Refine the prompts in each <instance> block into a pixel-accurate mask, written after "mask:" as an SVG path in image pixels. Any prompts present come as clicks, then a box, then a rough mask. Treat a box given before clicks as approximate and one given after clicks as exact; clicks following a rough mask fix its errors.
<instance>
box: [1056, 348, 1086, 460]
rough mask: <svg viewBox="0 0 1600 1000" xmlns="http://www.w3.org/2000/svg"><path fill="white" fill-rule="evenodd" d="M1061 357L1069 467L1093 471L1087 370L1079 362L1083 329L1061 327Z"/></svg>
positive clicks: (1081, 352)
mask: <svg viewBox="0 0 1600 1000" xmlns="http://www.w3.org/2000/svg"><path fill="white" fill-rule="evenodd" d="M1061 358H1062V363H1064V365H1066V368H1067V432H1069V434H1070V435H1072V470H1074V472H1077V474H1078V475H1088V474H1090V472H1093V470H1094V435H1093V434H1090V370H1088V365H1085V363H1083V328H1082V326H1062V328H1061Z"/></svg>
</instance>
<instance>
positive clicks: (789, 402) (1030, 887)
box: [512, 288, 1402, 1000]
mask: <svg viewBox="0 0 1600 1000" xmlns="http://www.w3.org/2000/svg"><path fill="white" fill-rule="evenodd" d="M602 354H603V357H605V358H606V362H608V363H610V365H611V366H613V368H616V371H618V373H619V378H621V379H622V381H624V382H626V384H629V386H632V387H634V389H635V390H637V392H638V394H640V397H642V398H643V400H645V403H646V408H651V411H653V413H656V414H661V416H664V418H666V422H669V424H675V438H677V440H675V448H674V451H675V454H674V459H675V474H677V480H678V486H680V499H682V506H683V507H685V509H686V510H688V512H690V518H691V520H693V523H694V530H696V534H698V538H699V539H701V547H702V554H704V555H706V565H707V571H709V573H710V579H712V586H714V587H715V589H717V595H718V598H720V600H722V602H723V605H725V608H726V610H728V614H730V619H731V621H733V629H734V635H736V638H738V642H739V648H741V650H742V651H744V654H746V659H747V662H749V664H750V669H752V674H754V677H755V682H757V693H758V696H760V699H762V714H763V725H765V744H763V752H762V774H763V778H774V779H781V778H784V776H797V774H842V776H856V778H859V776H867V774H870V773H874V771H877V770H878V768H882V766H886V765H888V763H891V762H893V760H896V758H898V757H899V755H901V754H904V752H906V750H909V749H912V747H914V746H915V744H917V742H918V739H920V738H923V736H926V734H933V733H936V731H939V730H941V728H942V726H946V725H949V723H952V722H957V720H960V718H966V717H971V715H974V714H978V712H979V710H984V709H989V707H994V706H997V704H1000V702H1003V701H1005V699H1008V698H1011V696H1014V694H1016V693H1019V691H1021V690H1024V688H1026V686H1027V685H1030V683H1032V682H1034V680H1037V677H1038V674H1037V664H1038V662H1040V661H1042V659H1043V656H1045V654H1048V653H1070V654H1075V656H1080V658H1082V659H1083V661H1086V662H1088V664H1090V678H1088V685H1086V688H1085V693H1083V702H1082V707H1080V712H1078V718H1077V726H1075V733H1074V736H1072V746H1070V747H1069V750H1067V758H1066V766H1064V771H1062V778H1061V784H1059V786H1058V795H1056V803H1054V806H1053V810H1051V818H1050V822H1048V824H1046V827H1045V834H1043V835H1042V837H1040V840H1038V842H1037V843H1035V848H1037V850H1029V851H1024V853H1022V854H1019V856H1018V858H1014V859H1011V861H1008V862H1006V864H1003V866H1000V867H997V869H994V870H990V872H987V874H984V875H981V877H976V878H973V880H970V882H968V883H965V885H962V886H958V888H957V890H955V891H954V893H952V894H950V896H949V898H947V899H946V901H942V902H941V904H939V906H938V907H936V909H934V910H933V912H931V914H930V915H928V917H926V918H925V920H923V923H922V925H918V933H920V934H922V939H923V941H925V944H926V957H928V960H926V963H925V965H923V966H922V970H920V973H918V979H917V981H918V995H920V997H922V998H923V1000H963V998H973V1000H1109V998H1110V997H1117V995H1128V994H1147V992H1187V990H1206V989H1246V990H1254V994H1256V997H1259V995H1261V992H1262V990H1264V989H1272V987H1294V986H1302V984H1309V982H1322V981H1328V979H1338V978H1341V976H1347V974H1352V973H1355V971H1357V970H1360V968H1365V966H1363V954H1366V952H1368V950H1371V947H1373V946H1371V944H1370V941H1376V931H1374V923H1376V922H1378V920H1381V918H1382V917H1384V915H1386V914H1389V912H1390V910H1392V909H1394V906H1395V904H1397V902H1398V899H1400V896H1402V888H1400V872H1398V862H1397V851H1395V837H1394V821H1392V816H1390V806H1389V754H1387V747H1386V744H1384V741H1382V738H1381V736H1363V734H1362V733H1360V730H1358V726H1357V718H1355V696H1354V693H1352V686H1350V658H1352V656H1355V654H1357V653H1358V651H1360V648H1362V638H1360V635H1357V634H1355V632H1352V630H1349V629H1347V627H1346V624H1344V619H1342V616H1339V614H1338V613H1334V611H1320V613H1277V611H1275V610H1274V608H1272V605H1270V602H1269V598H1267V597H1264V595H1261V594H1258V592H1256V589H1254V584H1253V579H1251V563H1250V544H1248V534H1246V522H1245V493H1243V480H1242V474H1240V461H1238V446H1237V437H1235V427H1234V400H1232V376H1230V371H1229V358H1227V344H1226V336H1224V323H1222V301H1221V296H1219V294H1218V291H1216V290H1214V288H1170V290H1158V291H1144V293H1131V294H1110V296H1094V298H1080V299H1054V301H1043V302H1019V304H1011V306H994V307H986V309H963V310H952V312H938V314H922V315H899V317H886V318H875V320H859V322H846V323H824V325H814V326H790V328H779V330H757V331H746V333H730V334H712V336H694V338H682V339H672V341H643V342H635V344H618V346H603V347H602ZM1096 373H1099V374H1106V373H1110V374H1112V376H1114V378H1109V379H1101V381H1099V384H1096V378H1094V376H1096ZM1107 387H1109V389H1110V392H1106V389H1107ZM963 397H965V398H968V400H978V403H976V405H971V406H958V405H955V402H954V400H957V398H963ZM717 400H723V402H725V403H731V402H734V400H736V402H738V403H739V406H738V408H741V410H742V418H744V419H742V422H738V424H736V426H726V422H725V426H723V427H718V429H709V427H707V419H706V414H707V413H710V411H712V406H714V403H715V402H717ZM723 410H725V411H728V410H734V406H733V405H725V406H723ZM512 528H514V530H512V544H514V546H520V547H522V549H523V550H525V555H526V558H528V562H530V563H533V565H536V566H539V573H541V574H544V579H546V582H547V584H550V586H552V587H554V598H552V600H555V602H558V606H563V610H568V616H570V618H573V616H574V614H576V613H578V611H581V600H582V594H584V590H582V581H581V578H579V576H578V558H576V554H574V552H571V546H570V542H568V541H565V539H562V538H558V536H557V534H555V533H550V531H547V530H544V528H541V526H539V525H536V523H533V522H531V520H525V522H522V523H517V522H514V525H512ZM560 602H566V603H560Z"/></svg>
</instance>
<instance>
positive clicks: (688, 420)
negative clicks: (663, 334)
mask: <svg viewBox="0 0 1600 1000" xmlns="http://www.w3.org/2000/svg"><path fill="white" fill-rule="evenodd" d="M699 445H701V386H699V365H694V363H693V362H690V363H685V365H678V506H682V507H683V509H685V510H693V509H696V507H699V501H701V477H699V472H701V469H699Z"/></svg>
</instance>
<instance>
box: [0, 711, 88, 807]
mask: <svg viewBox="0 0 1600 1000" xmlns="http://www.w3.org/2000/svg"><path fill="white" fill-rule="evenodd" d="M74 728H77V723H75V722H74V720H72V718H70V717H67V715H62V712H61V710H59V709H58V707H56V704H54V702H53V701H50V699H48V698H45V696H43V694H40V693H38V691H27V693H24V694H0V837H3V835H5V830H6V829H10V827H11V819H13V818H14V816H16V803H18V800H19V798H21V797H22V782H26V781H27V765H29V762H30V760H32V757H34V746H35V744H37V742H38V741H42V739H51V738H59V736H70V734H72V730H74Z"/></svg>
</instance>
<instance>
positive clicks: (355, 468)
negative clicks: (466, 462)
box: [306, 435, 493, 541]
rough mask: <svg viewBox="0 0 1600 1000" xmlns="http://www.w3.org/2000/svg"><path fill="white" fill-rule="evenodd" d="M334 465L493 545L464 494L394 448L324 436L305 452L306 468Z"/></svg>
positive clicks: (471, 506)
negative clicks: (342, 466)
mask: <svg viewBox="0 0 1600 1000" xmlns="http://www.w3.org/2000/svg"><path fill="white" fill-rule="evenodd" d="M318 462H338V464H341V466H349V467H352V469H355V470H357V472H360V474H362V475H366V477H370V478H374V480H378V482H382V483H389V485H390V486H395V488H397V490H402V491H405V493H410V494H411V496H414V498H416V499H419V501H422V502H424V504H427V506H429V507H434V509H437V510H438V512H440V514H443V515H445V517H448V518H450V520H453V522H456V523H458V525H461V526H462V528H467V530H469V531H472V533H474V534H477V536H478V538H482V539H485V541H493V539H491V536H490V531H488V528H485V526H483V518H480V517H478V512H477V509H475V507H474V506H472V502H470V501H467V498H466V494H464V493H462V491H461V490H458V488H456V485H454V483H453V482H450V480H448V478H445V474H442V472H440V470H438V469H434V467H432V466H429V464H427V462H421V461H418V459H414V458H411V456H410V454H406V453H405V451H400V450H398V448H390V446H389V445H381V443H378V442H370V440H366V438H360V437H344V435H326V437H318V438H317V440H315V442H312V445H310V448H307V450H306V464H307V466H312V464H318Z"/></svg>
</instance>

····················

EXERCISE DESCRIPTION: Retype, character for character, the part of the data that opens with the line containing "465L493 545L464 494L394" and closes with the line containing "positive clicks: (471, 506)", including both of those lines.

RESULT:
rough mask: <svg viewBox="0 0 1600 1000" xmlns="http://www.w3.org/2000/svg"><path fill="white" fill-rule="evenodd" d="M334 465L493 545L464 494L394 448L324 436L305 452L306 468Z"/></svg>
positive clicks: (471, 506)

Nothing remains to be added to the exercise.